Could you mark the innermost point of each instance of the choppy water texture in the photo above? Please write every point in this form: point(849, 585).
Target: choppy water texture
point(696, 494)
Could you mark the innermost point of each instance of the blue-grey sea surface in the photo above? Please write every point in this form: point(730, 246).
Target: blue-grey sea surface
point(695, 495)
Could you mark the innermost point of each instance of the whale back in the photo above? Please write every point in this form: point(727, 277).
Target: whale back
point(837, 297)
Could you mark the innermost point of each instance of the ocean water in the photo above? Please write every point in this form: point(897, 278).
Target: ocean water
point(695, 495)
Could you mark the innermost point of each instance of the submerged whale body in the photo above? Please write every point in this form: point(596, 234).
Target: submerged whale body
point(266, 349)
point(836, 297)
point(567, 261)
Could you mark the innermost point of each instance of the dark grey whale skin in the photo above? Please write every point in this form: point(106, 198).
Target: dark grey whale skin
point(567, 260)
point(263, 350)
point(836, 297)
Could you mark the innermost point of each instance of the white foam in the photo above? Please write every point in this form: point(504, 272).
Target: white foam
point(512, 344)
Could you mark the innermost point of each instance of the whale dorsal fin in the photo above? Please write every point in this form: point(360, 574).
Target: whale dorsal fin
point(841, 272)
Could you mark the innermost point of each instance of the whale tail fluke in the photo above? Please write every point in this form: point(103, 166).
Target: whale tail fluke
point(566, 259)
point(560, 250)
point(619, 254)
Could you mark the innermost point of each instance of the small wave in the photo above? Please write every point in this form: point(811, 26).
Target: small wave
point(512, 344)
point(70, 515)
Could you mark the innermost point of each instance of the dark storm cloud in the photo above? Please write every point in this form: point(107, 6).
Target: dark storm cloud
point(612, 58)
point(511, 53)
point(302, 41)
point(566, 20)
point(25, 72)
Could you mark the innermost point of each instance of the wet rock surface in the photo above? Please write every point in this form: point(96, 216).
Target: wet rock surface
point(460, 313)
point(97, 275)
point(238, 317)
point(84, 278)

_What you will do_. Take the lines above from the one containing "form: point(727, 277)." to the one containing "form: point(96, 216)." and retype them exactly, both ends included, with nothing added.

_Answer box_.
Could you mark the innermost point of each instance of the whale back in the photo above? Please write every point in this form: point(727, 277).
Target: whale back
point(837, 297)
Could you mark the innermost point of each instance of the ocean water in the photo above? Please write every point in this form: point(897, 278).
Target: ocean water
point(695, 495)
Could you mark the innermost point of each instance of the submerged whale body in the photo above? Please write every point in this form: point(596, 234).
Target: submerged whale body
point(266, 349)
point(836, 297)
point(567, 261)
Could you mark the innermost point of each instance of the dark grey whale skin in the photo above? Please write every point in this form: point(106, 198).
Target: dark grey whale skin
point(567, 260)
point(263, 350)
point(836, 297)
Could you mark the innermost point of each instance of the white foam in the photo above? Please write every point in this form: point(504, 272).
Target: white foam
point(512, 344)
Could you mark the innermost point of each instance of the whale dorsal fin in the photo above? Please write every point in this form: point(360, 574).
Target: whale dorsal fin
point(841, 272)
Could you mark the innermost point of each instance of the whale tail fluke in the photo above? Please write every point in this form: point(103, 166).
Target: whale tail fluke
point(566, 259)
point(560, 250)
point(619, 254)
Could you mark the innermost point of each instance of the small wave in the photo above? Please write every point in this form: point(811, 26).
Target: small wave
point(512, 344)
point(70, 515)
Could you mark the innermost point of each instance of the dark storm cloud in the photo above? Please write every point in this form: point(107, 6).
Target: dark storm cloud
point(612, 58)
point(511, 53)
point(302, 41)
point(566, 20)
point(25, 72)
Could you mark the innermost point of each instance of the wet rock surface in the photo above? Please write every point in this form: point(96, 216).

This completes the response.